● Work to complete: Copy out all the entries exactly.

● Given entries:
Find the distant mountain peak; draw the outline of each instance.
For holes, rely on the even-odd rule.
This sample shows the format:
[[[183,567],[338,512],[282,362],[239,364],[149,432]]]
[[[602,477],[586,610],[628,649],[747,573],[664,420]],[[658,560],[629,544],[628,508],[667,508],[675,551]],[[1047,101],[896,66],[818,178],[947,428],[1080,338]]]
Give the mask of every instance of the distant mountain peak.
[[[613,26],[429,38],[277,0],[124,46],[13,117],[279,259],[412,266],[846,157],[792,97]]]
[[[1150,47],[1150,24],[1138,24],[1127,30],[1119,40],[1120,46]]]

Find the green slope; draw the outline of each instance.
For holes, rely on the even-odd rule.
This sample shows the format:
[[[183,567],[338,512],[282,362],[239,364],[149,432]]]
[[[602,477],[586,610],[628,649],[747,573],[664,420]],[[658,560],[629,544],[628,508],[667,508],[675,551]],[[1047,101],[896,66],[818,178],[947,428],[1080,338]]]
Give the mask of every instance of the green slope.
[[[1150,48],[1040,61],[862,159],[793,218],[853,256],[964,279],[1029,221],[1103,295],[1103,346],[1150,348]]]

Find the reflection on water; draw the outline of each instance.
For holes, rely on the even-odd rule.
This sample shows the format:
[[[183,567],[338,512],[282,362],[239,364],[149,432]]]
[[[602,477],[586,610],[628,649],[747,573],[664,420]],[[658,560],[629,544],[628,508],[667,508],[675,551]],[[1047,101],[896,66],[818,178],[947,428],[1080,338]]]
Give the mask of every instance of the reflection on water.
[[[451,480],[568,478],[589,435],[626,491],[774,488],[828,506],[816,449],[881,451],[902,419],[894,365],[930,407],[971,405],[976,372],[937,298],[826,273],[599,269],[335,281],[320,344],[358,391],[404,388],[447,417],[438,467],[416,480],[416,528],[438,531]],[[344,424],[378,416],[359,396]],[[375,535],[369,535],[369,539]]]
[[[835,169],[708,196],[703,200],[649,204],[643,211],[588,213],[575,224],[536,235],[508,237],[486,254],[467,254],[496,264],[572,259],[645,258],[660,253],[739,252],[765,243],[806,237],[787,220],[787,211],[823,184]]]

● Task result:
Find the distant mountain peak; draw the outline of each instance.
For holes, rely on the even-odd rule.
This sample shows the format:
[[[183,567],[338,512],[282,362],[239,364],[149,432]]]
[[[602,477],[586,610],[628,649],[747,573],[664,420]],[[658,560],[629,544],[628,508],[667,508],[675,551]],[[1047,101],[896,66],[818,178],[947,428],[1080,338]]]
Give the mask of every instance of the distant mountain peak.
[[[613,26],[429,38],[277,0],[124,46],[13,117],[279,259],[412,266],[846,157],[792,97]]]
[[[1150,47],[1150,24],[1138,24],[1127,30],[1119,40],[1120,46]]]

Find the green slope; draw the outline of each instance.
For holes, rely on the even-odd rule.
This sample shows the format:
[[[183,567],[338,512],[282,362],[239,364],[149,432]]]
[[[602,477],[586,610],[628,649],[747,573],[664,420]],[[658,560],[629,544],[628,508],[667,508],[675,551]],[[1047,101],[896,66],[818,178],[947,428],[1080,338]]]
Give the mask of every instance of the green slope.
[[[1150,48],[1040,61],[862,159],[793,218],[853,256],[964,279],[1029,221],[1103,295],[1103,346],[1150,348]]]

Find the reflection on water; draw the outline of each instance.
For holes, rely on the even-odd rule.
This sample shows the format:
[[[183,567],[338,512],[282,362],[239,364],[149,432]]]
[[[602,477],[586,610],[628,649],[747,573],[664,420]],[[658,560],[629,544],[628,508],[667,508],[675,551]],[[1047,101],[896,66],[818,178],[947,428],[1080,338]]]
Give the mask of every instance of the reflection on water.
[[[451,480],[568,478],[589,435],[626,491],[774,488],[828,506],[816,449],[881,451],[902,419],[894,365],[930,407],[971,405],[976,372],[937,298],[826,273],[599,269],[335,281],[320,344],[358,391],[404,388],[447,417],[438,467],[416,480],[416,528],[438,531]],[[344,424],[378,416],[359,396]],[[375,535],[369,535],[369,539]]]
[[[835,169],[708,196],[703,200],[649,204],[643,211],[588,213],[575,224],[536,235],[508,237],[486,254],[467,254],[496,264],[572,259],[645,258],[660,253],[739,252],[765,243],[806,237],[787,220],[787,211],[823,184]]]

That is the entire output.